- ARTICLE:
- - - - - - -
Journaliste culinaire, elle a laissé des recettes, écrivaine, elle a décrit ses plats préférés. Mais par-dessus tout elle a pu attraper dans l’air et saisir les moments palpitants de la gourmandise : l’arôme de la mie, le toucher soyeux de la farine sur la croûte, la force des mains qui pétrissent la pâte.
« J’aime être gourmande », cette citation de Colette sonne comme un manifeste. Peu d’écrivains dans le monde ont introduit la nourriture dans l’action même du roman. Les arômes, les goûts, les gestes culinaires tissent le canevas du récit. Parmi eux, la prépondérance des mets liés aux céréales est évidente. La soupe à l'oignon, le gâteau fourré, le kouign amann, les gougères et les tartes deviennent presque des personnages à part entière.
Des récits qui donnent l’eau à la bouche
Rare fait dans la littérature, les plats sont décrits comme de vraies recettes, exactement comme l’on retrouve encore dans les familles et qui en relatent l’histoire : des repas pris aux heures précises, des plats de fêtes et des jours de la semaine, avec des astuces de tantes et de grand-mères disparues depuis longtemps. Journaliste gastronomique pour Marie Claire en 1938-1940, Colette en a laissé des dizaines, dernièrement rassemblées et publiées. Que ce soit « le pudding saucé d’un brûlant velours de rhum et de confitures » ou le riz qui « s’accompagne de safran et de curry », ces recettes font découvrir la cuisine familiale et nourrissante. Il n’y a dans ces plats aucune raideur conventionnelle qui peut parfois caractériser la cuisine bourgeoise, juste la joie de la bonne table qui procure le sentiment rassurant de stabilité. C’est une cuisine heureuse.
Quelques plats régionaux trouvent également leur place dans les récits de Colette, comme le « traditionnel gâteau » d'anniversaire, la « crêpe, en carnaval » ou encore le « gâteau à cinq cornes, cuit et mangé le jour des Rameaux ». Savait-elle que même si l’Eglise voit dans sa forme la Sainte-Trinité, d’autres sources la font remonter à des rites plus anciens, païens et aux contours suggestifs à souhait ? On peut bien le croire connaissant sa capacité de capter les détails de la vie autour d’elle.
- - - - - - -
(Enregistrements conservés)
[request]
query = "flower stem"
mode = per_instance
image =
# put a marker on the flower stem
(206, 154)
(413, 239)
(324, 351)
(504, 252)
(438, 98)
- - - - - - -
- EXERCICES:
1) Selon l'article, quels plats deviennent presque des personnages à part entière dans les romans de Colette ? Donnez-les tous.
2) Recopiez le passage de l'article qui va de « Quelques plats régionaux » à « vie autour d’elle. », ces deux passages compris.

- CORRIGÉ:
1)
- la soupe à l'oignon
- le gâteau fourré
- le kouign amann
- les gougères
- les tartes

2)
Quelques plats régionaux trouvent également leur place dans les récits de Colette, comme le « traditionnel gâteau » d'anniversaire, la « crêpe, en carnaval » ou encore le « gâteau à cinq cornes, cuit et mangé le jour des Rameaux ». Savait-elle que même si l’Eglise voit dans sa forme la Sainte-Trinité, d’autres sources la font remonter à des rites plus anciens, païens et aux contours suggestifs à souhait ? On peut bien le croire connaissant sa capacité de capter les détails de la vie autour d’elle.